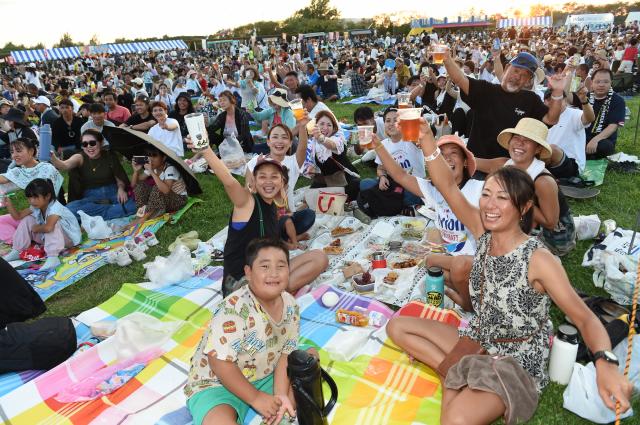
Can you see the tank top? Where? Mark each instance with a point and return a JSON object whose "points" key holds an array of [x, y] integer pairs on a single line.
{"points": [[96, 172], [237, 240]]}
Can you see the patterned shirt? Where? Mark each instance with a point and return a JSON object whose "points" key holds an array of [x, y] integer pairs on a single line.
{"points": [[243, 333]]}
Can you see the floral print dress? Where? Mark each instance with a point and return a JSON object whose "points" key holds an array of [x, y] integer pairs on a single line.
{"points": [[508, 308]]}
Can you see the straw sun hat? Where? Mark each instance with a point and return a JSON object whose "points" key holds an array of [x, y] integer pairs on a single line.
{"points": [[531, 129]]}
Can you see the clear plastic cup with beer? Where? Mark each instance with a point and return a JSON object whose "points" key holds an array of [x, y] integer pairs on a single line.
{"points": [[297, 108], [410, 123], [438, 53], [404, 100], [365, 136]]}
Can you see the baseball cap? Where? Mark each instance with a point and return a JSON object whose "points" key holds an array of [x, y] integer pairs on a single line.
{"points": [[526, 61], [42, 99]]}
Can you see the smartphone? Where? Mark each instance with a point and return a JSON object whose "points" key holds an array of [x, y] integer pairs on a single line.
{"points": [[140, 159]]}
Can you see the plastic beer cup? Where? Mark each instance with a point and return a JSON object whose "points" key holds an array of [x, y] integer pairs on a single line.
{"points": [[297, 109], [197, 130], [410, 123], [365, 136]]}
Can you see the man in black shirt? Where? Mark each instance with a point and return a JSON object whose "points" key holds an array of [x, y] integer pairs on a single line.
{"points": [[497, 107], [65, 130]]}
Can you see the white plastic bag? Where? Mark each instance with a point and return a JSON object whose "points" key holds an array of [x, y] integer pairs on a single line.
{"points": [[139, 332], [175, 268], [232, 155], [587, 226], [95, 227]]}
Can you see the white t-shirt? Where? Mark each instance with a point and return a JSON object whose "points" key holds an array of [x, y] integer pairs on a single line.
{"points": [[569, 135], [407, 155], [291, 163], [170, 138], [453, 232]]}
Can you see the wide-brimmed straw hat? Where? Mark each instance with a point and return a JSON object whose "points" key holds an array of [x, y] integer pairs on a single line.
{"points": [[531, 129], [456, 140]]}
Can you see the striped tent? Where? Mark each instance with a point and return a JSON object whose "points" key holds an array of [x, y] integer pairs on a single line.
{"points": [[41, 55], [533, 21], [145, 46]]}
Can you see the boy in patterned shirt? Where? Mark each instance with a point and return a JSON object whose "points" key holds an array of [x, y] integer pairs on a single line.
{"points": [[241, 361]]}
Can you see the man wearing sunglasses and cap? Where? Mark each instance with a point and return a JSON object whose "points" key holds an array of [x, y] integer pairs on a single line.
{"points": [[497, 107]]}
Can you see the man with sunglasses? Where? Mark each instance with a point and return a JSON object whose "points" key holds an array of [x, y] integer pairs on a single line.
{"points": [[66, 130]]}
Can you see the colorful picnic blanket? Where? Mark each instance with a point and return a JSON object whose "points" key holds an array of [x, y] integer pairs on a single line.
{"points": [[155, 391], [595, 170], [86, 258]]}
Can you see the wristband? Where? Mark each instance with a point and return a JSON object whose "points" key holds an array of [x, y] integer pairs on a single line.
{"points": [[433, 156]]}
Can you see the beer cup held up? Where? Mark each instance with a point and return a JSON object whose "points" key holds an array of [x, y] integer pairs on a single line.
{"points": [[410, 123]]}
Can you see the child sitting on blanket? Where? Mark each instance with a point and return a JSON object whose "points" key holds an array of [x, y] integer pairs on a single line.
{"points": [[46, 222], [241, 361]]}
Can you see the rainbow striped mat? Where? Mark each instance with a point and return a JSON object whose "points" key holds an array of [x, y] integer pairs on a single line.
{"points": [[378, 384]]}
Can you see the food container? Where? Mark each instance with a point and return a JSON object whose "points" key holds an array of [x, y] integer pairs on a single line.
{"points": [[378, 261], [368, 287]]}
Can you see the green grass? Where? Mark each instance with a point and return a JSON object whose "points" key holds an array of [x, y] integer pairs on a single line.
{"points": [[619, 200]]}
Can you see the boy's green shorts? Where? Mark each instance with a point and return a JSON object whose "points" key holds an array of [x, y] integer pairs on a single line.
{"points": [[203, 401]]}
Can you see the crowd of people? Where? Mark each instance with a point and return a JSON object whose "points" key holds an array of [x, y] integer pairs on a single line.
{"points": [[515, 112]]}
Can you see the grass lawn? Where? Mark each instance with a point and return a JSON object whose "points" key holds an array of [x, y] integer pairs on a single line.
{"points": [[619, 200]]}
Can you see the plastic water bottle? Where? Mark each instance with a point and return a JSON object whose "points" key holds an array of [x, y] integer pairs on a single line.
{"points": [[434, 286], [44, 153], [563, 354]]}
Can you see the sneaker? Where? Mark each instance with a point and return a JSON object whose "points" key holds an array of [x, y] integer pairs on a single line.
{"points": [[361, 215], [134, 250], [118, 256], [13, 255], [51, 263]]}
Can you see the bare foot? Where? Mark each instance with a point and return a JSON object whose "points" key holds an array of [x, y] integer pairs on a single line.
{"points": [[304, 237]]}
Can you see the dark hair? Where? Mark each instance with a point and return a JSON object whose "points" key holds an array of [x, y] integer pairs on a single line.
{"points": [[520, 188], [600, 70], [306, 92], [159, 104], [257, 245], [282, 126], [66, 102], [93, 132], [362, 113], [332, 118], [96, 108], [26, 143], [40, 187]]}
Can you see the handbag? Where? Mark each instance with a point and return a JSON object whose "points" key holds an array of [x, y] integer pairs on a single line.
{"points": [[326, 200]]}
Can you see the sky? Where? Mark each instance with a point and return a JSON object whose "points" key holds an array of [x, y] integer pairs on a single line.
{"points": [[31, 21]]}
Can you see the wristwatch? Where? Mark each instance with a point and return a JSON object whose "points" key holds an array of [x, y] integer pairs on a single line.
{"points": [[607, 356]]}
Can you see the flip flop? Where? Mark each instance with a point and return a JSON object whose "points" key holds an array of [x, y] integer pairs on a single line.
{"points": [[579, 192]]}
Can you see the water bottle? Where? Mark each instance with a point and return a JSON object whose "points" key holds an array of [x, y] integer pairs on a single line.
{"points": [[563, 354], [434, 286], [44, 154]]}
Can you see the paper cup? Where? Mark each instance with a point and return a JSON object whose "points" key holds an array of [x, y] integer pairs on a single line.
{"points": [[197, 130]]}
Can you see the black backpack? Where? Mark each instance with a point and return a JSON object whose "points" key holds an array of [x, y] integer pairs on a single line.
{"points": [[19, 300], [382, 203], [39, 345]]}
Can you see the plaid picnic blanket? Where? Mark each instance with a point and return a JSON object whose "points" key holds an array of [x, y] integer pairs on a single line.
{"points": [[86, 258]]}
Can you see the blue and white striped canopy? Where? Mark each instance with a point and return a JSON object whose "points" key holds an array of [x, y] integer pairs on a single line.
{"points": [[41, 55], [533, 21], [145, 46]]}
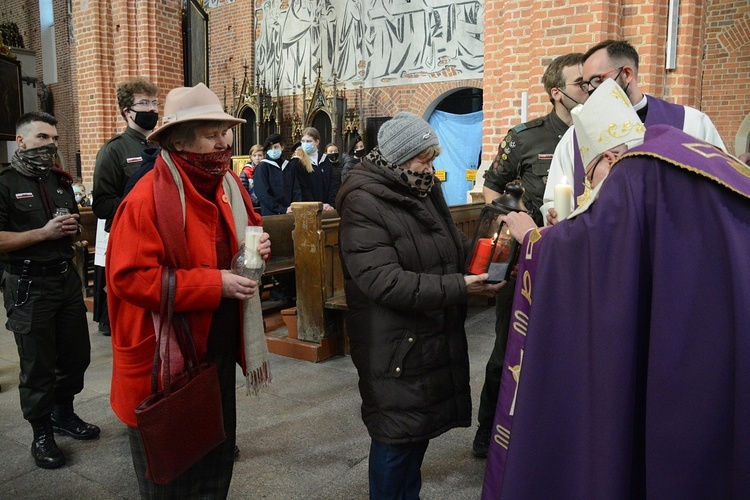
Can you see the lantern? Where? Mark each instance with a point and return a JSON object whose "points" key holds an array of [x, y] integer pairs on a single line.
{"points": [[494, 250], [248, 261]]}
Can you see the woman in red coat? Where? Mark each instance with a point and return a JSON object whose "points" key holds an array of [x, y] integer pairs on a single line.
{"points": [[188, 214]]}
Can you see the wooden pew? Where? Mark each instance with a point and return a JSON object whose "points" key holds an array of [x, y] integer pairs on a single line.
{"points": [[279, 228], [321, 301]]}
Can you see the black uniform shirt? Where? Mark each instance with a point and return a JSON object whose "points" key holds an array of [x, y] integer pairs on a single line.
{"points": [[526, 153], [22, 209], [116, 161]]}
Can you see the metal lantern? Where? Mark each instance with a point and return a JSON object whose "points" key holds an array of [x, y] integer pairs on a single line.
{"points": [[494, 250]]}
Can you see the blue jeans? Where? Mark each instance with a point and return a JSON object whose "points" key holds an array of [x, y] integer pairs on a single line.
{"points": [[395, 470]]}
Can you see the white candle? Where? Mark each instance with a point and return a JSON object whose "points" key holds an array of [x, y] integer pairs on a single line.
{"points": [[563, 199], [253, 260]]}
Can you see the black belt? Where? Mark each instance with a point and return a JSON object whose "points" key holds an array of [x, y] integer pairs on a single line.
{"points": [[39, 270]]}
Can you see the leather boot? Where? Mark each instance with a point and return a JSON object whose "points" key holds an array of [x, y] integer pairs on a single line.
{"points": [[481, 445], [65, 421], [44, 449]]}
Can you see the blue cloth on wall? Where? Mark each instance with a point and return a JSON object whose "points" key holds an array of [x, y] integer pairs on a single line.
{"points": [[461, 142]]}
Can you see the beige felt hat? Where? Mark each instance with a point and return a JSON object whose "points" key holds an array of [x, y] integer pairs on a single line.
{"points": [[607, 119], [186, 104]]}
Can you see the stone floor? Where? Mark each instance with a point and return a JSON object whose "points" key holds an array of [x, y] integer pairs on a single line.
{"points": [[301, 439]]}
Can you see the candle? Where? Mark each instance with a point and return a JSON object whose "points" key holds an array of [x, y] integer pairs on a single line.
{"points": [[253, 260], [563, 199], [502, 251], [481, 258]]}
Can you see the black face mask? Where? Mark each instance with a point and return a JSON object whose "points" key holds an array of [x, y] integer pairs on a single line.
{"points": [[563, 101], [146, 119]]}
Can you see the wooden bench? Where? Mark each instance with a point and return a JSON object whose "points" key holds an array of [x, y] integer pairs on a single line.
{"points": [[279, 228], [321, 301]]}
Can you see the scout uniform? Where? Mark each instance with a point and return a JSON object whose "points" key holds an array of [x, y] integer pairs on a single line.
{"points": [[526, 153]]}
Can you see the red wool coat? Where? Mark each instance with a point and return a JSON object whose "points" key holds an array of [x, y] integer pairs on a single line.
{"points": [[134, 272]]}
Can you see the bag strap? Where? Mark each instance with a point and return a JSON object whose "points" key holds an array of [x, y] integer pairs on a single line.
{"points": [[171, 322]]}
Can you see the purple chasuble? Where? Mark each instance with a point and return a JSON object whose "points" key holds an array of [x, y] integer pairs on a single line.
{"points": [[659, 112], [636, 362]]}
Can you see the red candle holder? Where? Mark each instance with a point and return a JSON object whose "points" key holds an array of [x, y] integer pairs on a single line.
{"points": [[495, 251]]}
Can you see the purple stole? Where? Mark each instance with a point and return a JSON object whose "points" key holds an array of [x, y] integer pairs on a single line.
{"points": [[500, 437], [676, 149], [681, 150], [659, 112]]}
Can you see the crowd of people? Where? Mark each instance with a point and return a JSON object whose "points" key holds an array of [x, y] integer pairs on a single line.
{"points": [[621, 357]]}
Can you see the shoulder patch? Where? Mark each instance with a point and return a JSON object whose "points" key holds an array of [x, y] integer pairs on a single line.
{"points": [[536, 122]]}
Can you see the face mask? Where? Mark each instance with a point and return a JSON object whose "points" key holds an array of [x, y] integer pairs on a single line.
{"points": [[215, 163], [563, 101], [146, 119], [274, 154], [35, 162]]}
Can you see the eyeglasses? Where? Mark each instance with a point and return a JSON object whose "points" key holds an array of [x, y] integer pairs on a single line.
{"points": [[147, 104], [597, 80]]}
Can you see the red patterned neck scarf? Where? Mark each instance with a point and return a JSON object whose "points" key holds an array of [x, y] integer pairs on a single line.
{"points": [[205, 170]]}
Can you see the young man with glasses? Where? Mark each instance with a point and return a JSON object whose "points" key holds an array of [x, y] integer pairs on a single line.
{"points": [[619, 60], [629, 351], [116, 161], [525, 153], [42, 290]]}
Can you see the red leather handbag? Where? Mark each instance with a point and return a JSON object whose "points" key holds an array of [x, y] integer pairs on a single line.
{"points": [[182, 422]]}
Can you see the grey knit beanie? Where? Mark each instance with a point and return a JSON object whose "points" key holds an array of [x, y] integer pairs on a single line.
{"points": [[405, 136]]}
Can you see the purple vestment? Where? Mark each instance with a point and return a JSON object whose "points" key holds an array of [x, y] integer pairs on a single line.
{"points": [[659, 112], [636, 359]]}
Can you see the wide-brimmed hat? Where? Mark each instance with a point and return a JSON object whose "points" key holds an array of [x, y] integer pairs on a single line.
{"points": [[607, 119], [185, 104]]}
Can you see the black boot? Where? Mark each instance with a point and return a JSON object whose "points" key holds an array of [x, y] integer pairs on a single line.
{"points": [[481, 445], [65, 421], [44, 449]]}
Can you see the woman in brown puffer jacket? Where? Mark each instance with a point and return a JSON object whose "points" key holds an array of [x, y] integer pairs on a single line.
{"points": [[406, 293]]}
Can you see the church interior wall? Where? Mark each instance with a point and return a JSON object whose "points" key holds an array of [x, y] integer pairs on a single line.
{"points": [[114, 40], [726, 76], [58, 98]]}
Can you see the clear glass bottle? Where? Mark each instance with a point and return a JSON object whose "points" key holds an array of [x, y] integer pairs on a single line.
{"points": [[248, 261]]}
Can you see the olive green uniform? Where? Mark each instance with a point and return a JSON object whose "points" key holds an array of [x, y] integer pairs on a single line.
{"points": [[525, 153]]}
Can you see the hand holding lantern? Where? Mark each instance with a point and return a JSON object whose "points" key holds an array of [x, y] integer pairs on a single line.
{"points": [[248, 262], [495, 250]]}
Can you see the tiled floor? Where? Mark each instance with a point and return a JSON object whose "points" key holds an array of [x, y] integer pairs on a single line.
{"points": [[301, 439]]}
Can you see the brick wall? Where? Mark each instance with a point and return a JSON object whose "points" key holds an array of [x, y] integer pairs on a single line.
{"points": [[117, 40], [114, 41], [727, 65], [26, 15]]}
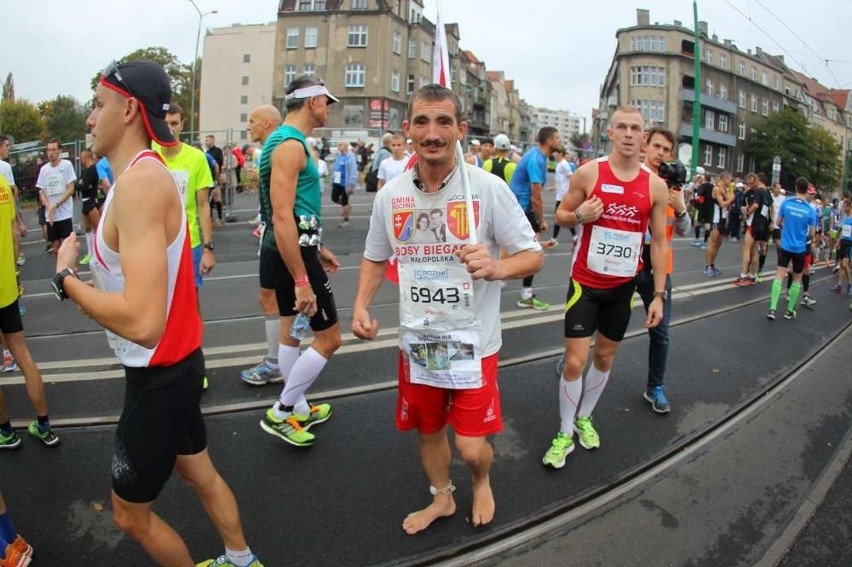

-- -- --

→ **WORK TO BE COMPLETED**
From the line containing "Can you see the brick" through the last line of the records, both included, output those lines exactly and nothing else; skip the pictures.

→ **SOLUTION TO THIS PROBLEM**
Can you see the brick wall? Where? Mark each instance with a point and return a JSON object whose "points" key holds an array of [x, y] integer pairs on a single line.
{"points": [[117, 40], [114, 41], [727, 65], [26, 15]]}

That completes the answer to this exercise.